▶ _TEXT SHOWN_

⁂

The number one, for several reasons. During our first visit to Lwów, long time ago, this was the first restaurant where we sat down, and we still consider it one of the best in the city, as well as one of the most expensive ones. Expensiveness is of course relative: in three we paid 300 hrivnya, that is, about 30 euro for a complete dinner, where the excellent Lvivske 1715 beer was served in one-liter jugs. (The beers of Lwów are otherwise excellent in general, but on this we will write in a separate post.) Its best courses include roast pork and lamb chops as well as spicy fish soup with celery and pineapple (see in the mosaic below). The restaurant works in the medieval building of the former Mons Pius Armenian bank and pawnshop, to where the entrance opens from the romantic Armenian Courtyard or, through a small alley, from the Armenian Street. Its garden and rooms are decorated with the busts and portraits of the great Armenians of Lwów, including, immediately opposite the entrance, that of Jan Mordyrosiewicz, inventor of the flush toilet.


2. Kerosene Lamp Coffee House

This coffee house occupies all four floors of the medieval house at 19 Armenian Street, all decorated with the product of another local inventor team, the Polish Ignacy Łukasiewicz and the Hungarian Jan Zeh: the kerosene lamp, together with the photos and drawings of the late 19th-century Galician oil fields. Good draft beers, a variety of coffees, sauces offered with lavash – Armenian flat bread –, but the main attraction of the café is the glass roof terrace with magnificent view on the roofs and towers of the city.

⁂

▶ _EXTRACTED ENTRIES_
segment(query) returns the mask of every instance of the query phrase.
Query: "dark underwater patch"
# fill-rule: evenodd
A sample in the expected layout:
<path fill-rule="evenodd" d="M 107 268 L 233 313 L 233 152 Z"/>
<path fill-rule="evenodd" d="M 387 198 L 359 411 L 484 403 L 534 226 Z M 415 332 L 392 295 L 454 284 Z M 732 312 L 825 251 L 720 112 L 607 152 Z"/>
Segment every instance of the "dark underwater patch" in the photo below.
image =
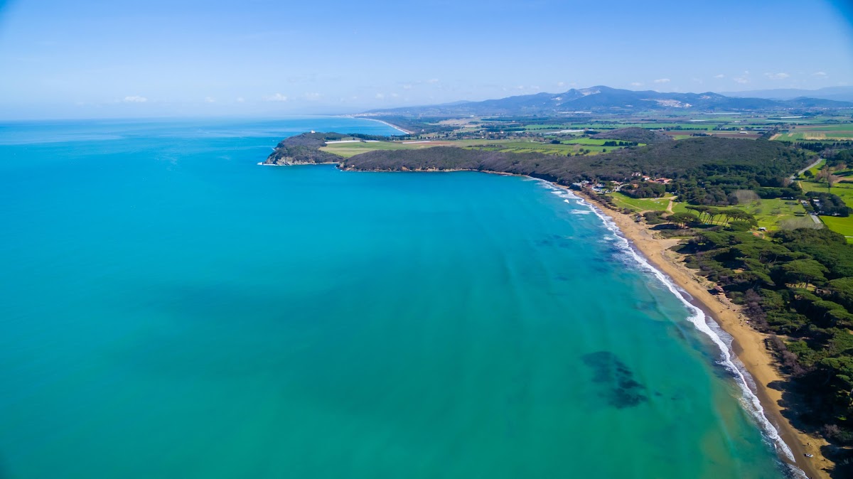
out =
<path fill-rule="evenodd" d="M 634 372 L 609 351 L 598 351 L 581 358 L 592 372 L 592 381 L 601 386 L 599 396 L 618 409 L 634 407 L 648 401 L 646 386 L 634 380 Z"/>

⁂

▶ _SET TASKS_
- a) Using the Lwów eating guide, answer each question below, marking each answer (i), (ii) or (iii) to match:
(i) In which building does the first restaurant operate?
(ii) Whose portrait hangs immediately opposite the first restaurant's entrance?
(iii) What is named as the main attraction of the Kerosene Lamp Coffee House?
- b) Please write the next part of the Lwów eating guide, picking up right after its final sentence.

▶ _THE REPLIES_
- a)
(i) The medieval building of the former Mons Pius Armenian bank and pawnshop.
(ii) Jan Mordyrosiewicz, inventor of the flush toilet.
(iii) The glass roof terrace with its magnificent view on the roofs and towers of the city.

- b)
3. Armenian coffee house

A small café preserving the air of a world not so long past at the corner of the Armenian and Printer Streets. Its specialty is to brew the Turkish (or as they say, Armenian) coffee in slowly heated sand. Because of the unique taste of the coffee thus prepared, and even more because of the ceremony you are recommended to sit here for an Armenian cake. And of course because of the atmosphere: this is how café life might have generally been in Lwów thirty years ago. Even though at our last visit to the city the inside of the café was being reshaped, and they only sold caffee on the street: who knows, perhaps these photos will be the last documents of this world.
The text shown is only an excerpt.